PROBLEM TO WORK ON — Rescale the items from the line with "of the small" through the end of the items and give only those lines, requests included. Multiply every coordinate in the answers by 1.8, rounding to whole numbers with halves rounded up.

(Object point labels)
++++++
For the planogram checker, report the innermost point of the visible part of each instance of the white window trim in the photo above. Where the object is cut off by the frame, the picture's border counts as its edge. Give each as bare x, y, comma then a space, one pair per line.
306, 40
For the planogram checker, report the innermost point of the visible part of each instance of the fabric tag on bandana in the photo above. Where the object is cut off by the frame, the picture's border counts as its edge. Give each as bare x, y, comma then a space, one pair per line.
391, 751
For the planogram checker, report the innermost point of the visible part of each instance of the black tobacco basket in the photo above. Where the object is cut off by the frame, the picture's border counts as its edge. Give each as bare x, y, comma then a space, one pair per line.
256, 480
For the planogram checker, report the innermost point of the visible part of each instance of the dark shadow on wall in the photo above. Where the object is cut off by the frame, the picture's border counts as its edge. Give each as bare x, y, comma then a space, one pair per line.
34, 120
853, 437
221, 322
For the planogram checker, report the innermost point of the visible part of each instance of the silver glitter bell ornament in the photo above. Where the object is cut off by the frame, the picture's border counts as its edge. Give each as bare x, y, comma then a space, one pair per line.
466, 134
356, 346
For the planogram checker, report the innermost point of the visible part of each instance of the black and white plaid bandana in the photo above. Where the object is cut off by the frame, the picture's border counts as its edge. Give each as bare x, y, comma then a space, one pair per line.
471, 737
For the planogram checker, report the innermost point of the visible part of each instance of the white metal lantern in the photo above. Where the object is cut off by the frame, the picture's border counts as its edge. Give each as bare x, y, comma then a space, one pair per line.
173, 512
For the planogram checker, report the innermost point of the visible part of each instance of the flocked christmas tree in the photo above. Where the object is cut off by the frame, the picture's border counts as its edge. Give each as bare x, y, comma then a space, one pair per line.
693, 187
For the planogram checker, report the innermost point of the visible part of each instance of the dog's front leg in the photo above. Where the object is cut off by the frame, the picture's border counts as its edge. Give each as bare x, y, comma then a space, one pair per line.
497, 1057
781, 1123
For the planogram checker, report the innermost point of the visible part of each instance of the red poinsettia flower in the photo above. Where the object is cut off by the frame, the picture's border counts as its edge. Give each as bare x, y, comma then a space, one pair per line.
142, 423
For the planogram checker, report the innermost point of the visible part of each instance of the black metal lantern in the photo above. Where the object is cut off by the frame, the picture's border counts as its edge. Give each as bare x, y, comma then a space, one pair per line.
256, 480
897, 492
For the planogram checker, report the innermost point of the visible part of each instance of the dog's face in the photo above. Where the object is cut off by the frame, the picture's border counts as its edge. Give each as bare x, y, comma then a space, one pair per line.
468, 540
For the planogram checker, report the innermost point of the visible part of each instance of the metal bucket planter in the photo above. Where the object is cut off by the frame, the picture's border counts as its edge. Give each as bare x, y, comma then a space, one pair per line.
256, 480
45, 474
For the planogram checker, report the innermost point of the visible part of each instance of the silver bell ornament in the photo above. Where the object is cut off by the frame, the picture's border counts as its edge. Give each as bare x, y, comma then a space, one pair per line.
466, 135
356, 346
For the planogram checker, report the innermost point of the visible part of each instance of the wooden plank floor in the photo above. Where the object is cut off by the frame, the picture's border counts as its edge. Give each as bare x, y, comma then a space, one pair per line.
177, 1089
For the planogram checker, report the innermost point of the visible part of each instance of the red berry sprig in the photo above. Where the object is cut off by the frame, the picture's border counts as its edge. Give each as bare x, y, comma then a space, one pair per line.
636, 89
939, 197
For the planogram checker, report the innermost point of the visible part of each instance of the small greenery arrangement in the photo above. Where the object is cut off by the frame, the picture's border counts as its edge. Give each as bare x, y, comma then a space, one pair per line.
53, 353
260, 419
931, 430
++++++
FINAL RESULT —
For the planogram checker, report the innermost point of the visible part of each instance of the small greenery arrangement in the photo above. Where the object is cut off by the frame, the picture's border counts as its edge. Give each as bare x, y, comma then a space, one pair per line.
95, 635
468, 754
1676, 774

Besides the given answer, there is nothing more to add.